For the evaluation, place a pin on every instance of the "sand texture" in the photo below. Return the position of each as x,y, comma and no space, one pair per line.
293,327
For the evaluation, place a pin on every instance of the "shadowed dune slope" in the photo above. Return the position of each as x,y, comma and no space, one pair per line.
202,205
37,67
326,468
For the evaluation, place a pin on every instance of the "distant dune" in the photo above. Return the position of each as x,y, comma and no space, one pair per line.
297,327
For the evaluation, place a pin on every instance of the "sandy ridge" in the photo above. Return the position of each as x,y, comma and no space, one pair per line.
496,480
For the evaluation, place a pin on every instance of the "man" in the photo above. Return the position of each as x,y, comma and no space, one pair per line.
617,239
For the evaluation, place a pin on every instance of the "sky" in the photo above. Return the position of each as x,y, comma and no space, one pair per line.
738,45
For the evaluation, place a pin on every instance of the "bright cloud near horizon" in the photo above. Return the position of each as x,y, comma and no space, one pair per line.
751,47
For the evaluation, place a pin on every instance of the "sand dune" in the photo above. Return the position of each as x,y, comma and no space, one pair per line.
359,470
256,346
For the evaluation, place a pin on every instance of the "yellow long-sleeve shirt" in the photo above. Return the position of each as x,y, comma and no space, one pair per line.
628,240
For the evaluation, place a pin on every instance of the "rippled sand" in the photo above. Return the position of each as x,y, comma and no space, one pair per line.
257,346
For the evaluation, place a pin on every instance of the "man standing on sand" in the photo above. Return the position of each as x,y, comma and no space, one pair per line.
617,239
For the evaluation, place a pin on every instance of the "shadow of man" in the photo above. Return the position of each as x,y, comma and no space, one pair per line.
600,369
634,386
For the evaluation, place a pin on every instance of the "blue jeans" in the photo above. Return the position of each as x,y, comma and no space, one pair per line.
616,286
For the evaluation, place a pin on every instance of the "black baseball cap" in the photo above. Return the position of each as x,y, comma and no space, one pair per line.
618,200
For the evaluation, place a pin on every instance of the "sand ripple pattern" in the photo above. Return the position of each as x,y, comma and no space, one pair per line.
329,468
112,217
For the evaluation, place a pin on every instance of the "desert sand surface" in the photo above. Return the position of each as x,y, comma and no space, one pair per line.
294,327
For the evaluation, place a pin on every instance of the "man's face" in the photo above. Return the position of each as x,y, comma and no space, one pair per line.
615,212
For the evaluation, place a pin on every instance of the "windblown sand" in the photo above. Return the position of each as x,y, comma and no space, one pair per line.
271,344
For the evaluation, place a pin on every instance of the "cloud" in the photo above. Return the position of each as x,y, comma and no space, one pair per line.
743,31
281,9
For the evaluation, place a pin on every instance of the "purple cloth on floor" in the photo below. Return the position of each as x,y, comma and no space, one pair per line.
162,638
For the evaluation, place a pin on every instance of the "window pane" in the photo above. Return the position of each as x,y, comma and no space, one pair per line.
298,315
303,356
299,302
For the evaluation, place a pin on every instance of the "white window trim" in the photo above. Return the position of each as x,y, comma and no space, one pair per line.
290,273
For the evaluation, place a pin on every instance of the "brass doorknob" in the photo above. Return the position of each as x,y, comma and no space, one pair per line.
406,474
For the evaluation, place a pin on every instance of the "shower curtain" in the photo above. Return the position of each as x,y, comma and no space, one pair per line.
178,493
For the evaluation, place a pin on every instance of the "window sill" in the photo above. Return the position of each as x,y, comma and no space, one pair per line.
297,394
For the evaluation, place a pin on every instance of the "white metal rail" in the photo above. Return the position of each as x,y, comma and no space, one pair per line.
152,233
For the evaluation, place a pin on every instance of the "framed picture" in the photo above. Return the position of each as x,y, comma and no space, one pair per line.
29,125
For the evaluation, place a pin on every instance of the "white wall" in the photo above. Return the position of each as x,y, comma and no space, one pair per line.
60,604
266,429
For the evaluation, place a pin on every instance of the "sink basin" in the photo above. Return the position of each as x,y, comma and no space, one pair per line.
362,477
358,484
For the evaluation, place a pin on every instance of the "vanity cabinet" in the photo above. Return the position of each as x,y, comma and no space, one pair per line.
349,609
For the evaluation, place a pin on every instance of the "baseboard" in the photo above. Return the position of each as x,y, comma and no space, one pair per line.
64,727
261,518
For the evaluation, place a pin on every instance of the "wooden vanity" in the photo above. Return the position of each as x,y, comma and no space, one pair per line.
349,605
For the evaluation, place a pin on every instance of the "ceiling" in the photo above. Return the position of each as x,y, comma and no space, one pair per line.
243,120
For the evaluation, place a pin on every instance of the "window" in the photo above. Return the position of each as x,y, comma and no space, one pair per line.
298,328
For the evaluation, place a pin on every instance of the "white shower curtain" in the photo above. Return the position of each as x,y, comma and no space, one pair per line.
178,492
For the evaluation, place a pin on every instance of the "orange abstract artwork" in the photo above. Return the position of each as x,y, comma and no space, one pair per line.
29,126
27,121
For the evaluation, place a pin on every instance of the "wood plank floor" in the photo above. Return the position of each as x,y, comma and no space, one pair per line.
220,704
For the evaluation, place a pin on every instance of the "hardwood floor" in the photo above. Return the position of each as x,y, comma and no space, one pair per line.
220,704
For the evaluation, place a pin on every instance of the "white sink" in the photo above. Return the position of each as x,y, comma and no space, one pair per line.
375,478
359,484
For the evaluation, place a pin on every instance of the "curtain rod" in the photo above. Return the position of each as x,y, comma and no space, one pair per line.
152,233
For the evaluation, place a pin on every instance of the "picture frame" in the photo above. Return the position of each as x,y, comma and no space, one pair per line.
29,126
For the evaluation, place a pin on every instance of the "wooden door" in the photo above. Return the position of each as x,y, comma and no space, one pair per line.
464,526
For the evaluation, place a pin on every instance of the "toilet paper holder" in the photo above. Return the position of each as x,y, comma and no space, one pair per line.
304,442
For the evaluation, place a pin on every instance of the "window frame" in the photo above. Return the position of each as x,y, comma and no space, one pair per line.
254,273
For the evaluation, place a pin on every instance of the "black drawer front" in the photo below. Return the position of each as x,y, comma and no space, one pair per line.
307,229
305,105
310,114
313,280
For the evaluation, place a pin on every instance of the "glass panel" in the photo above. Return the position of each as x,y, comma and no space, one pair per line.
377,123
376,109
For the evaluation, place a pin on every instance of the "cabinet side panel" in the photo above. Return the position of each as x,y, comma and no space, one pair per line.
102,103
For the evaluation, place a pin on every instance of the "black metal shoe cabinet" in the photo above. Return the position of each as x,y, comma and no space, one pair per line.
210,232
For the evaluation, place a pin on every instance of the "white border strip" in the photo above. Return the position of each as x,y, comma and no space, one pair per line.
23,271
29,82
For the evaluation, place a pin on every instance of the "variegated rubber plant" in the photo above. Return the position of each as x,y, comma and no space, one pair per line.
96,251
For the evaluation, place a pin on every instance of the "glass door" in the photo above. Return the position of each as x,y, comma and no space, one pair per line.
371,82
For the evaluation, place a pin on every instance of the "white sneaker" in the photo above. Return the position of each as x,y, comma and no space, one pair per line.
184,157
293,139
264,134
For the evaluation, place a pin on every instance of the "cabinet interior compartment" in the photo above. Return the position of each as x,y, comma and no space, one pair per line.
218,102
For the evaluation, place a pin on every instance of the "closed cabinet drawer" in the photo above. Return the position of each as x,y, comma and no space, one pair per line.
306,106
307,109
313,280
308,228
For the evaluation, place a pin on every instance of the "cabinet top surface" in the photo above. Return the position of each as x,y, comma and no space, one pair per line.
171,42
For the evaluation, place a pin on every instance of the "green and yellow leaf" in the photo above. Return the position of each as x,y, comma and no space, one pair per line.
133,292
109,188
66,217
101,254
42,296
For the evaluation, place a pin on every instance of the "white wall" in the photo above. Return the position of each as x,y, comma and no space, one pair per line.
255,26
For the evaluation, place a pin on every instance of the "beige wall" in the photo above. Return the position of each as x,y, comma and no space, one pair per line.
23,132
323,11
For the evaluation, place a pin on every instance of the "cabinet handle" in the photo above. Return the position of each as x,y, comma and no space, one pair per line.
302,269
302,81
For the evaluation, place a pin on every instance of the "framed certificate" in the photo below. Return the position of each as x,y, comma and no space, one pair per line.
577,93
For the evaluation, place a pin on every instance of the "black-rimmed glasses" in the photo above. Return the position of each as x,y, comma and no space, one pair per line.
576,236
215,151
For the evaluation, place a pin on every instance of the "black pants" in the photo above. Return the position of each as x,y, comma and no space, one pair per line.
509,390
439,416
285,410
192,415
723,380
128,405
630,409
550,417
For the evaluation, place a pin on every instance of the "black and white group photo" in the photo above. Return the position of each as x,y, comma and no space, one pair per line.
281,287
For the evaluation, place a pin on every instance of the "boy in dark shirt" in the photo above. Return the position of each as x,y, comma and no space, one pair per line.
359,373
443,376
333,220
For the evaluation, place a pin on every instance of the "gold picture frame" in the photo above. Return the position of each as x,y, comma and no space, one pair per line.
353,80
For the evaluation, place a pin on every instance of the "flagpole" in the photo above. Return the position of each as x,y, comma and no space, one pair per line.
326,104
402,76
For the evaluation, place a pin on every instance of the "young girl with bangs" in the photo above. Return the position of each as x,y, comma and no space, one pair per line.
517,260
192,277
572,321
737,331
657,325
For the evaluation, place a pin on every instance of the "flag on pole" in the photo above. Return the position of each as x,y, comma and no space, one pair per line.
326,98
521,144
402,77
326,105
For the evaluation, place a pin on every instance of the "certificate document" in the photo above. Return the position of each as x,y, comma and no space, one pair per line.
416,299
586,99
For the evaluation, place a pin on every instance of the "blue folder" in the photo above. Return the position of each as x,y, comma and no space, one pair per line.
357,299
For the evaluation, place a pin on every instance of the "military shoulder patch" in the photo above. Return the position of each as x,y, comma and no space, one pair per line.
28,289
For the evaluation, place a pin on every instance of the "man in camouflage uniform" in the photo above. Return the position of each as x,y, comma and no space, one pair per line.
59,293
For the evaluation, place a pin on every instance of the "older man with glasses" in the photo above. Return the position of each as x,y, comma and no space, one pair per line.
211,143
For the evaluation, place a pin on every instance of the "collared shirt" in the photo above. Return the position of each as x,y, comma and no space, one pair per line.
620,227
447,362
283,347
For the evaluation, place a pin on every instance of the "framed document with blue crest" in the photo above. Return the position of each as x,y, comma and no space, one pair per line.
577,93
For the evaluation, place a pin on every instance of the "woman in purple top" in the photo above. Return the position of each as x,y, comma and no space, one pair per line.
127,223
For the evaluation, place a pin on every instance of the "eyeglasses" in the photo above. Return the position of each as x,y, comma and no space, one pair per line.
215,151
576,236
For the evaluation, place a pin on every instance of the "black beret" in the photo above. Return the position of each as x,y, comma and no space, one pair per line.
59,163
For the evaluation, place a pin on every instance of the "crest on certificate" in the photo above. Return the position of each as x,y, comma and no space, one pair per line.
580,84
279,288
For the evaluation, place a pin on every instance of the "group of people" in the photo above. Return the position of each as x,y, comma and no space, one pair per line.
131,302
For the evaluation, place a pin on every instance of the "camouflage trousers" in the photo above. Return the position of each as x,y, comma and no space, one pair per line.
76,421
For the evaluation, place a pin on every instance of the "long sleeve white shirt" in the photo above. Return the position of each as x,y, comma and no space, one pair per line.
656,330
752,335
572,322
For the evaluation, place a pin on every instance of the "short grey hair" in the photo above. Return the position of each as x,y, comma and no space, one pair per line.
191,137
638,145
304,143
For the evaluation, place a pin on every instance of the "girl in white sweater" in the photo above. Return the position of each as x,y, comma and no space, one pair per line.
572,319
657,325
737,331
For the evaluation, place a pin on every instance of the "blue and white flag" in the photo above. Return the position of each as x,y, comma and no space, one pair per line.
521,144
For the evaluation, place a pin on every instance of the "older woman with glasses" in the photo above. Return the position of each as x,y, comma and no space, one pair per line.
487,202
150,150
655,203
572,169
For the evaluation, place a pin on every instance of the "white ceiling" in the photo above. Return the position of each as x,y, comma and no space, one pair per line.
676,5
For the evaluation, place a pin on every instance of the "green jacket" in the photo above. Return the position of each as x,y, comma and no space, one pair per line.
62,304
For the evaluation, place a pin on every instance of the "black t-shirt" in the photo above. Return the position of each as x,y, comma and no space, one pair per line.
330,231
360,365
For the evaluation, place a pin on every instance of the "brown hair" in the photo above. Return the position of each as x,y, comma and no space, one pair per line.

====================

_Exercise requirements_
Show each line of the listing above that contains the word "sink". Letter case must match.

_Answer to this task_
For the evaluation, place a pin on every instance of the "sink basin" in the photo above. Return the position of each as x,y, comma and no space, one pair per line.
For the evaluation, place a pin on every instance of the "white sink" in the photo above. Return the position of each as x,y, comma and no space, one pair per line.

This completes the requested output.